Excerpted text ::
# When will people have off 4th of July 2009



## vacationlover2 (May 8, 2008)

Since the 4th is on a Saturday, will companies give off on the 3rd or the 6th?

Thanks!


----------



## casey2 (May 8, 2008)

*The work day closest.....*

We got off the 3rd if it was on Saturday
and Monday if it was Sunday....


----------



## vacationlover2 (May 8, 2008)

So if you wanted to go away on the 4th of July week, would you want to go Friday, 3rd-Friday 10, or Saturday, 4th thru Sat. 11?

Thanks!


----------



## Dave M (May 8, 2008)

Unless you are considering what timeshare week to reserve for rental purposes, it would seem as though the more appropriate question is when do *you* want to go. 

My guess is that the typical one-week vacationer would take the two weekends off, without taking July 3 off from work. That leaves an extra day of vacation for another time. If you are going to rent your week to someone, choosing a Saturday rather than a Friday check-in date makes your week attractive to more people.


----------



## vacationlover2 (May 8, 2008)

Thanks Dave!


----------



## brother coony (May 8, 2008)

Depends on check in day at Resort, and Driving, or flying, if company give off the 3rd and Iam driving I would leave Thursday ofter work, Flying  Would be Friday


----------



## Dave M (May 8, 2008)

Your post wakes me up! 

Based on what has happened in the past, it's likely that more employers will give July 3 as a holiday than July 6. If so, the week of June 27 through July 4 is likely to be just a bit more popular than the following week, because it requires taking only 4 vacation days. Thus, if I had a choice in reserving a week for rental purposes, I would reserve June 27-July 4 or June 28-July 5.

That's what I intended in my above post.


----------



## Born2Travel (May 8, 2008)

We will be off on the 3rd and I suspect most companies would give the Friday off rather than Monday.


----------



## Pat H (May 8, 2008)

When a holiday falls on a Saturday, the company I work for gives us a "floating" Holiday. We can take any day during the year that we want.


----------



## bigrick (May 9, 2008)

Pat H said:


> When a holiday falls on a Saturday, the company I work for gives us a "floating" Holiday. We can take any day during the year that we want.




This scenario is true for all CA state government workers for the 4th of July.  (There are times when a holiday falling on a Saturday means the following Monday off but not in this case.)

In my folks' store we only got Saturday off, which was killer for them because it was the bakery's busiest day.

As for me, holidays are just another day of living, but remembering the events that caused this day to become a holiday.

Recorded information ::
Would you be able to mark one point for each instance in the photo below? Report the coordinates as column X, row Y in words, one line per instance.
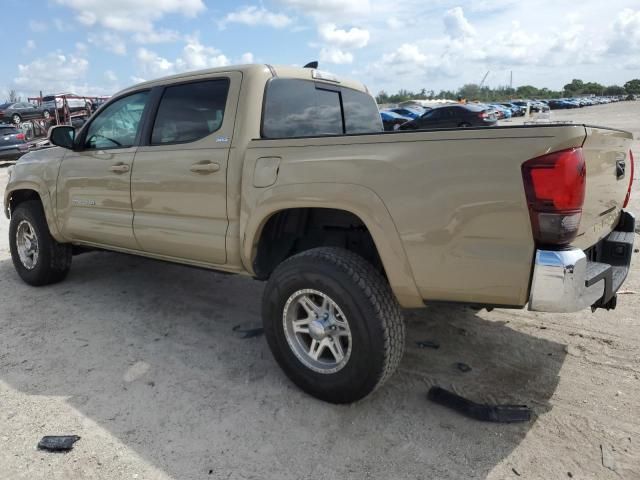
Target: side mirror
column 63, row 136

Written problem 1 :: Please set down, word for word, the stretch of the July 4th thread that begins at the words "This scenario is" and stops after "bakery's busiest day.".
Written problem 2 ::
Answer these from the July 4th thread, one line each:
(a) When the 4th fell on a Saturday, which day did casey2's workplace give off?
(b) Which two weeks does Dave M say he would reserve for rental purposes?
(c) What does Pat H's company give when a holiday falls on a Saturday?
Written problem 3 :: Name every distinct username that posts in the July 4th thread, listing each one only once.

Answer 1 ::
This scenario is true for all CA state government workers for the 4th of July.  (There are times when a holiday falling on a Saturday means the following Monday off but not in this case.)

In my folks' store we only got Saturday off, which was killer for them because it was the bakery's busiest day.

Answer 2 ::
(a) The 3rd.
(b) June 27–July 4 or June 28–July 5.
(c) A "floating" holiday that can be taken on any day during the year.

Answer 3 ::
vacationlover2
casey2
Dave M
brother coony
Born2Travel
Pat H
bigrick